Set down every entry exactly as given. Pictures are to be left out.

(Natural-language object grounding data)

Content starts

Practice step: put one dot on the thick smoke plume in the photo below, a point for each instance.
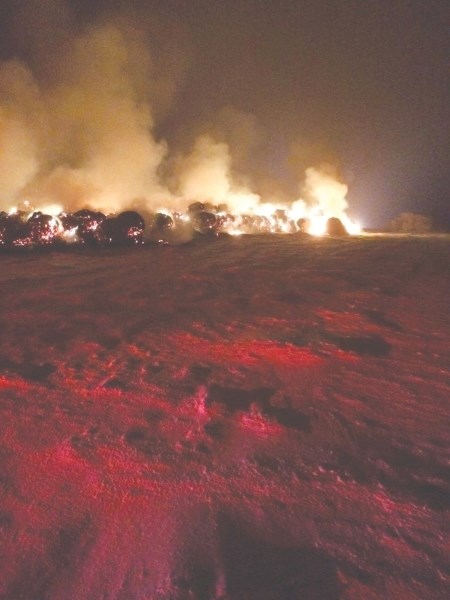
(77, 129)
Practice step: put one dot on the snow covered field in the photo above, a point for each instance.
(250, 418)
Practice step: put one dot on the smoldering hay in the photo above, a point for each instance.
(77, 131)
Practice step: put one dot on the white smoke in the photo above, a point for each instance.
(77, 130)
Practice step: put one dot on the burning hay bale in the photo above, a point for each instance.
(335, 227)
(201, 220)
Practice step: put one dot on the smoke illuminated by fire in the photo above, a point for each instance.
(78, 133)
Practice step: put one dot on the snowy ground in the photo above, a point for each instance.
(251, 418)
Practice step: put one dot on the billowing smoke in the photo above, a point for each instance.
(205, 176)
(86, 138)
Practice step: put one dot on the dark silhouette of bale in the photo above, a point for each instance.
(335, 227)
(44, 229)
(303, 225)
(195, 208)
(127, 229)
(15, 231)
(205, 223)
(410, 223)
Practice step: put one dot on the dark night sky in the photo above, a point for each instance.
(364, 84)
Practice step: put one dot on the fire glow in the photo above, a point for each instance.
(78, 149)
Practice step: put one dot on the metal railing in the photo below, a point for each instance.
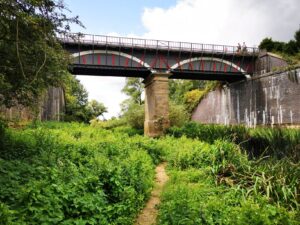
(102, 40)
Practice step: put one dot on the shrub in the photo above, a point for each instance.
(71, 174)
(177, 114)
(135, 116)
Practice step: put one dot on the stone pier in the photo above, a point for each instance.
(156, 104)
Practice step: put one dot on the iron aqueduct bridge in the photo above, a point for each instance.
(157, 61)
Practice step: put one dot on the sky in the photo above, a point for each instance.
(225, 22)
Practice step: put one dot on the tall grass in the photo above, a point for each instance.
(218, 184)
(58, 173)
(258, 142)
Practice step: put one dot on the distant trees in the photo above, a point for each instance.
(31, 59)
(291, 48)
(78, 108)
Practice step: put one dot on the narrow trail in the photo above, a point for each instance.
(149, 213)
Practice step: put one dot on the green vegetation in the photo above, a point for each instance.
(290, 51)
(31, 57)
(217, 184)
(71, 173)
(258, 142)
(78, 108)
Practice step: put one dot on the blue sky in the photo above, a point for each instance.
(203, 21)
(113, 16)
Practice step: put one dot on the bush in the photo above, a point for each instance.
(177, 114)
(135, 116)
(72, 173)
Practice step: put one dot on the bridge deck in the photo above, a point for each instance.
(126, 42)
(101, 55)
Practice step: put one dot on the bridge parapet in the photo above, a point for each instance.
(128, 42)
(101, 55)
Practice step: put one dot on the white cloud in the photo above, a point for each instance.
(205, 21)
(106, 90)
(223, 21)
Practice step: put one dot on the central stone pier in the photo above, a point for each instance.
(156, 104)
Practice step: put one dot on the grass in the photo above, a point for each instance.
(70, 173)
(73, 174)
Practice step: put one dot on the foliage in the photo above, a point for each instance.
(74, 174)
(178, 114)
(134, 88)
(77, 106)
(108, 124)
(217, 184)
(90, 175)
(257, 142)
(95, 109)
(135, 116)
(191, 198)
(31, 58)
(290, 48)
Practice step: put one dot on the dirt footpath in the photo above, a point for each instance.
(149, 213)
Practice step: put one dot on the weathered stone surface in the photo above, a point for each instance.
(52, 106)
(269, 99)
(156, 104)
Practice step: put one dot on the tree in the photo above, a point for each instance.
(290, 48)
(134, 88)
(297, 38)
(95, 109)
(78, 108)
(76, 98)
(31, 58)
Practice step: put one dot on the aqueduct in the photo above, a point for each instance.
(156, 61)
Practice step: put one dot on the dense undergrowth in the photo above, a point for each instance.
(59, 173)
(68, 173)
(214, 181)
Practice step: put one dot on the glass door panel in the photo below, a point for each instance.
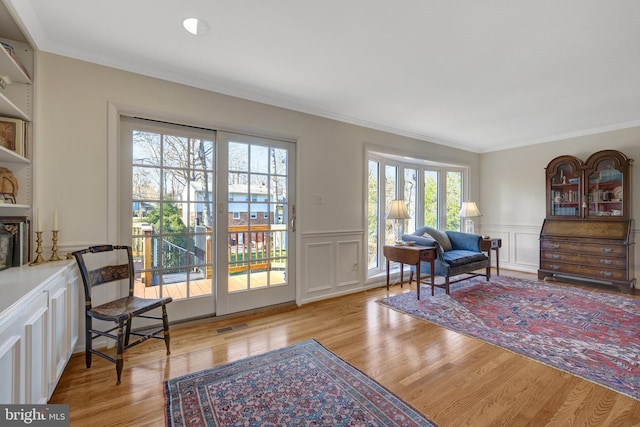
(258, 215)
(565, 191)
(605, 190)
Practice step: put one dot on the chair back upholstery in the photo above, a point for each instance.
(113, 271)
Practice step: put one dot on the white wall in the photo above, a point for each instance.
(70, 157)
(512, 186)
(70, 162)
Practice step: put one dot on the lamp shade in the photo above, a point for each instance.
(398, 210)
(469, 209)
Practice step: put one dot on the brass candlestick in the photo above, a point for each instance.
(54, 247)
(39, 259)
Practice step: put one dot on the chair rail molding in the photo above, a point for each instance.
(520, 245)
(332, 264)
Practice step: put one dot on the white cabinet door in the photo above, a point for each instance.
(59, 339)
(23, 352)
(35, 339)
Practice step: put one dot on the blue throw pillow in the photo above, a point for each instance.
(440, 236)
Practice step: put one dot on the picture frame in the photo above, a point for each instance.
(6, 250)
(12, 134)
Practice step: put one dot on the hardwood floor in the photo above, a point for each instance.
(453, 379)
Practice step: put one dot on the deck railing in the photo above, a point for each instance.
(260, 248)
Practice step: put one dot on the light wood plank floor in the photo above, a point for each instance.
(454, 379)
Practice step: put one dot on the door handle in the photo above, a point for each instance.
(293, 218)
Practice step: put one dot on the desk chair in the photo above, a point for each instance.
(120, 311)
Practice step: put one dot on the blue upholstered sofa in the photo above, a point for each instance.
(458, 253)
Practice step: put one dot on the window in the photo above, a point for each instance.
(170, 213)
(432, 192)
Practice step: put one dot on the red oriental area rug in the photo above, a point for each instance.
(589, 334)
(301, 385)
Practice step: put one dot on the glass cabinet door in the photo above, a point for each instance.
(605, 190)
(564, 188)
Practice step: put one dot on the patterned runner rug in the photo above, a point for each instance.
(301, 385)
(589, 334)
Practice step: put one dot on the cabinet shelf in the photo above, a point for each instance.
(9, 156)
(10, 66)
(9, 109)
(15, 98)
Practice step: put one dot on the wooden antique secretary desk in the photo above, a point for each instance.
(587, 233)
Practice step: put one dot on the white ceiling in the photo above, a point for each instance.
(478, 75)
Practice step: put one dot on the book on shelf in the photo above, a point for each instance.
(14, 135)
(18, 227)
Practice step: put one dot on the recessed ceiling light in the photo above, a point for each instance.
(196, 26)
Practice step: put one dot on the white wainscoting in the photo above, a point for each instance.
(332, 264)
(520, 246)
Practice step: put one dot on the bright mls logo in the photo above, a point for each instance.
(34, 415)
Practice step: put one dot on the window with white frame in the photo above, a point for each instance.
(432, 192)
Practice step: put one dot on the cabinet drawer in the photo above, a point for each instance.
(594, 272)
(584, 248)
(591, 260)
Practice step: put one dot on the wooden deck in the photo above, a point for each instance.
(196, 288)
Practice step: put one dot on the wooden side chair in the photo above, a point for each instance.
(120, 311)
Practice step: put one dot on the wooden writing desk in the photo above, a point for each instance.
(411, 255)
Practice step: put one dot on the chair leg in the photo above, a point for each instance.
(165, 324)
(120, 352)
(127, 333)
(88, 340)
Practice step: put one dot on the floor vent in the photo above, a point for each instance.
(232, 328)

Content ends

## Task output
Practice step: put one dot on the thick smoke plume in the photo below, a point for each instance.
(77, 129)
Practice step: put one dot on the snow covered field in the photo above, a point for each instance.
(250, 418)
Practice step: put one dot on the smoldering hay in the photo above, a point for each instance.
(77, 131)
Practice step: put one dot on the white smoke in the photo above, a point for each instance.
(77, 130)
Practice step: put one dot on the burning hay bale in the photo above, a point for each instance.
(335, 227)
(201, 220)
Practice step: put one dot on the smoke illuminated by fire in the photo above, a point for each instance.
(78, 133)
Practice step: put one dot on the snowy ground in the photo above, a point for each instance.
(251, 418)
Practice step: put one dot on the billowing smoke in the photo above, a point for each instance.
(205, 176)
(86, 138)
Practice step: put one dot on the dark silhouette of bale in the photo above, a point for each instance.
(335, 227)
(44, 229)
(303, 225)
(195, 208)
(127, 229)
(15, 231)
(205, 223)
(410, 223)
Practice step: put one dot on the dark night sky in the photo above, a point for each instance.
(364, 84)
Practice step: put one dot on the fire glow in the photo above, a point for each instance.
(78, 149)
Practice step: put one dot on the metal railing in the photo below, a point for each instance.
(102, 40)
Practice step: put one dot on the shrub in the photo above, a point for each instance.
(71, 174)
(177, 114)
(135, 116)
Practice step: put one dot on the stone pier in the photo above, a point for each instance.
(156, 104)
Practice step: put one dot on the iron aqueduct bridge in the photo above, a point for each instance.
(157, 61)
Practice step: put one dot on the sky in the photo above, a point for each instance.
(225, 22)
Practice step: put one dot on the tall grass in the photo above, a point for each instance.
(218, 184)
(58, 173)
(258, 142)
Practice step: put one dot on the distant trees in the photo above, a point for each instance.
(31, 59)
(291, 48)
(78, 108)
Practice step: put one dot on the narrow trail in the photo above, a point for each instance.
(149, 213)
Practice step: put one dot on the green vegetation in the photo above, a point for each instance.
(290, 51)
(31, 57)
(217, 184)
(71, 173)
(258, 142)
(78, 108)
Practice step: put one dot on the blue sky in the photo above, a point for each instance.
(203, 21)
(113, 16)
Practice step: put one dot on the bush in the photo above, a point for each instance.
(177, 114)
(135, 116)
(72, 173)
Practice step: put one dot on the bridge deck in the photo above, a point for each instance.
(126, 42)
(101, 55)
Practice step: put one dot on the bridge parapet in the photo above, a point for each instance.
(128, 42)
(101, 55)
Practice step: put one dot on the white cloud in the photo above, a point for each instance.
(205, 21)
(106, 90)
(223, 21)
Practice step: put one dot on the central stone pier in the photo above, a point for each instance.
(156, 104)
Practice step: put one dot on the grass in the photo above, a point for each instance.
(70, 173)
(73, 174)
Practice step: put one dot on the foliage in the photo above, a point for each instance.
(74, 174)
(178, 114)
(134, 88)
(77, 106)
(108, 124)
(217, 184)
(90, 175)
(257, 142)
(95, 109)
(135, 116)
(191, 198)
(31, 58)
(290, 48)
Practice step: put one dot on the dirt footpath in the photo above, a point for each instance.
(149, 213)
Practice step: put one dot on the weathered stone surface in the photo above, a point for each instance.
(52, 106)
(269, 99)
(156, 104)
Practice step: put one dot on the tree in the photo above, a point for each instance.
(290, 48)
(134, 88)
(297, 38)
(95, 109)
(78, 108)
(76, 98)
(31, 58)
Practice step: put one dot on the aqueduct in the photo above, a point for each instance.
(156, 61)
Practice step: put one dot on the dense undergrowth in the photo above, a point for each instance.
(59, 173)
(68, 173)
(214, 181)
Practice step: put one dot on the glass door panel in the photo below, a point for each instance.
(258, 215)
(565, 191)
(605, 190)
Practice step: put one dot on the chair back upholstery in the photo above, a point for each instance.
(113, 271)
Practice step: put one dot on the white wall in the photo above, a point for each instance.
(70, 157)
(512, 186)
(70, 162)
Practice step: put one dot on the lamp shade in the photo above, a point for each instance.
(398, 210)
(469, 209)
Practice step: put one dot on the brass candlestick in the photo above, a point for each instance.
(54, 247)
(39, 259)
Practice step: put one dot on the chair rail molding in the photo above, a point for each instance.
(520, 245)
(332, 264)
Practice step: put one dot on the white cabinet door in the photo above, a point for each instance.
(59, 339)
(23, 352)
(35, 339)
Practice step: put one dot on the blue throw pillow in the photo above, a point for each instance.
(440, 236)
Practice step: put one dot on the picture frame in the photo above, a point for each instance.
(6, 250)
(12, 134)
Practice step: put one dot on the hardwood floor in the photo above, a point for each instance.
(453, 379)
Practice step: put one dot on the deck railing in the photo above, a point for each instance.
(260, 248)
Practice step: put one dot on the light wood plank floor in the photo above, a point for each instance.
(454, 379)
Practice step: put one dot on the door handle in the photo above, a point for each instance.
(293, 218)
Practice step: put one dot on the desk chair in the photo above, a point for each instance.
(120, 311)
Practice step: put one dot on the blue upholstered sofa in the photo above, a point for each instance.
(458, 253)
Practice step: put one dot on the window in the photo above, a point for each instance.
(170, 213)
(432, 192)
Practice step: put one dot on the red oriental area rug in the photo above, a point for each instance.
(589, 334)
(301, 385)
Practice step: put one dot on the glass cabinet door in the photo above, a point for each instance.
(605, 190)
(564, 188)
Practice step: put one dot on the patterned runner rug in the photo above, a point for each instance.
(301, 385)
(589, 334)
Practice step: put one dot on the cabinet shelf in the photo above, a point for each instance.
(9, 156)
(10, 66)
(9, 109)
(15, 98)
Practice step: put one dot on the wooden antique secretary desk in the photo above, a point for each instance.
(587, 233)
Practice step: put one dot on the white ceiling in the photo above, a point for each instance.
(478, 75)
Practice step: put one dot on the book on shelf in the photo above, a point for each instance.
(14, 135)
(18, 227)
Practice step: put one dot on the recessed ceiling light in the photo above, a point for each instance.
(196, 26)
Practice step: put one dot on the white wainscoting in the photo above, a point for each instance.
(332, 264)
(520, 246)
Practice step: put one dot on the bright mls logo in the photo above, a point for each instance.
(34, 415)
Practice step: put one dot on the window with white frame in the photo above, a point for each instance.
(432, 192)
Practice step: put one dot on the cabinet drawer in the photo above, a point for each instance.
(594, 272)
(584, 248)
(591, 260)
Practice step: put one dot on the wooden deck in the photo above, a point for each instance.
(196, 288)
Practice step: put one dot on the wooden side chair in the photo above, a point for each instance.
(120, 311)
Practice step: put one dot on the wooden writing desk in the photo above, a point for each instance.
(411, 255)
Practice step: put one dot on the chair leg in the photo above, a point for each instance.
(165, 324)
(120, 352)
(127, 333)
(88, 340)
Practice step: put one dot on the floor vent in the photo above, a point for each instance.
(232, 328)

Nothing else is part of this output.